Records contained in a dataset
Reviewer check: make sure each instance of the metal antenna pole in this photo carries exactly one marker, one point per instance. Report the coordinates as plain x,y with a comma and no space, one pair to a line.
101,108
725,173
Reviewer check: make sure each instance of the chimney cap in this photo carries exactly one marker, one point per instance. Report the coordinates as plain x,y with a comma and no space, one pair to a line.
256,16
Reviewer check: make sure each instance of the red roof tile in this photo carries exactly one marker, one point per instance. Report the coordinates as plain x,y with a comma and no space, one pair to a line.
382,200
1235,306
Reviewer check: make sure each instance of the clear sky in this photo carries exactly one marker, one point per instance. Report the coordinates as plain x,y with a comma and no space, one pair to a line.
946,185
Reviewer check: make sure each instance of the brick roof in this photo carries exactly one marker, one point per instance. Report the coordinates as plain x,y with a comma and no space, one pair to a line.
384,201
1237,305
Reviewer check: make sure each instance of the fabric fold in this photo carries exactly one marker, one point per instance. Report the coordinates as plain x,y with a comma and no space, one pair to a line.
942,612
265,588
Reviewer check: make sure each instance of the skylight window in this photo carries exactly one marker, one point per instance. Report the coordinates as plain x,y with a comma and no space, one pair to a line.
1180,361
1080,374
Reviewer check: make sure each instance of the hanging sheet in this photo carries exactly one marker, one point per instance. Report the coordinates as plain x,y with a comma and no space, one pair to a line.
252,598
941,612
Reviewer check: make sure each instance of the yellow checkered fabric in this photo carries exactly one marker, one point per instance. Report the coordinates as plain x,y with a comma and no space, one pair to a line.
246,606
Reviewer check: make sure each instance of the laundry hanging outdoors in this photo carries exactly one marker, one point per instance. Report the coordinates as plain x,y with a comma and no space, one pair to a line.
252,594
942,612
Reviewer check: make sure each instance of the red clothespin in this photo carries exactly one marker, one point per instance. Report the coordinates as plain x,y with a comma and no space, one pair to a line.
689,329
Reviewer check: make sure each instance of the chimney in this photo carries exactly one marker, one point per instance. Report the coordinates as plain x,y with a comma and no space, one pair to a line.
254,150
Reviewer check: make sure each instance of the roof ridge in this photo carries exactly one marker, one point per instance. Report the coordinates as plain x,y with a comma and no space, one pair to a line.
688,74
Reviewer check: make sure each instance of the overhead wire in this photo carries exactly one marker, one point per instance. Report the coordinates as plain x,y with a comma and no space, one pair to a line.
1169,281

EXERCISE PROMPT — Please transcribe all of the data above exactly.

WORKED SOLUTION —
Reviewer check: make sure each instance of the metal antenna pole in this photo carries exactly one marker, one point per instance. Report the coordinates as plain x,y with a comma and no space, one pair to a line.
101,108
725,173
Reviewer check: make sure each instance of the chimney cap in this photo carries exactly one marker, one point per instance. Report the coordinates as plain x,y with a comma and no space, one pair to a line.
256,16
Reviewer check: make sure each instance of the red roof tile in this photo carries exactly one marker, one point per instance. Report the coordinates as plain x,y with a comma and no space, one pair to a line.
382,200
1235,306
Reviewer check: make sure each instance of the clear sky in this photo carries exactly one marker, one point per instance. Report the coordinates as plain x,y with a comma and no space, one pair to a line.
946,185
Reviewer check: make sure each instance of the brick roof in this photo carries exactly one marker, one point per instance. Report the coordinates as plain x,y with a comma and no space, one pair to a line.
384,201
1237,305
Reviewer check: make sure each instance of the fabric fold in this photo carries exactly one marker, one point per instance. Report the coordinates as plain x,y with a comma and no space, one pair to a line.
942,612
265,588
Reviewer check: make sure each instance of the skylight window in this photo carries exactly one marker, one point per instance. Report the coordinates as plain x,y with a comma and no space, one pair to a line.
1180,361
1080,374
Reviewer check: make sure each instance of the hanging sheet in this photo carries exactly one marker, one point per instance. Report the coordinates as plain x,y with a comma and no space, one pair to a line.
252,598
941,612
Reviewer check: make sure each instance of the yellow checkered fabric in this photo carries exactly one marker, one point per instance. Report the coordinates as plain x,y with a comma and no space, one pair to a line.
246,606
Reviewer check: make sure each instance of the laundry hanging outdoors in this photo carries exactly one marker, one point per instance. Report the coordinates as plain x,y with a comma and no space, one pair to a line.
252,594
942,612
Reviewer check: make sure each instance of the red clothespin in this photo carries exactly one marker, one point per instance. Report the coordinates as plain x,y with a comma and no space, one pair to a line.
689,329
Reviewer check: make sure each instance of the chimney in this photo carries exactly one marker, one point per instance. Report the coordinates as plain x,y with a comma and no space, one pair to a line.
254,150
Reviewer check: make sure each instance of the roof ridge in this photo carries exactly one marker, one point per instance. Report the coordinates as plain x,y with a comma and no space, one pair to a line.
688,74
Reviewer check: make sure each instance of the overhead wire in this photo carries exactly one marker, one point per instance. Report the coordinates as plain x,y with a comma and no space, one pair to a line.
1169,281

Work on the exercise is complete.